Your answer must hold only the lines below from the line containing "Where can the white" through the line containing "Where can the cloud", each reproduced exactly.
◆ ◆ ◆ ◆
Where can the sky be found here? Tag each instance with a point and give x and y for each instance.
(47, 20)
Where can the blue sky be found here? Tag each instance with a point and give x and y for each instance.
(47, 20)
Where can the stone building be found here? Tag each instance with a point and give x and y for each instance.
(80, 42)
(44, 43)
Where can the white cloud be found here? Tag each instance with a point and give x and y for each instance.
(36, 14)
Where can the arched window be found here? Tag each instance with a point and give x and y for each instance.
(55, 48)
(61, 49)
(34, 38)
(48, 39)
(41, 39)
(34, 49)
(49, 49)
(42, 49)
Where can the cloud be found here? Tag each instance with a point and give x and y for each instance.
◆ ◆ ◆ ◆
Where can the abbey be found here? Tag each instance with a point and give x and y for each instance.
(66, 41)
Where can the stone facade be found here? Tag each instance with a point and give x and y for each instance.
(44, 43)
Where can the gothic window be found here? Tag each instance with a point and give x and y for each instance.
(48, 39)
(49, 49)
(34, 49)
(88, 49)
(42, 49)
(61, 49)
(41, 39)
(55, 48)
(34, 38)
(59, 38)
◆ ◆ ◆ ◆
Exercise result:
Where can the white cloud be found here? Tag each instance with a point and give x and y for each instance.
(36, 14)
Where can the arched window be found here? Tag each instance with a point and give x and y for each instance.
(55, 48)
(61, 49)
(34, 38)
(48, 39)
(41, 39)
(34, 49)
(49, 49)
(42, 49)
Where can the cloud be found here? Tag each instance with a point and give x and y for each instance.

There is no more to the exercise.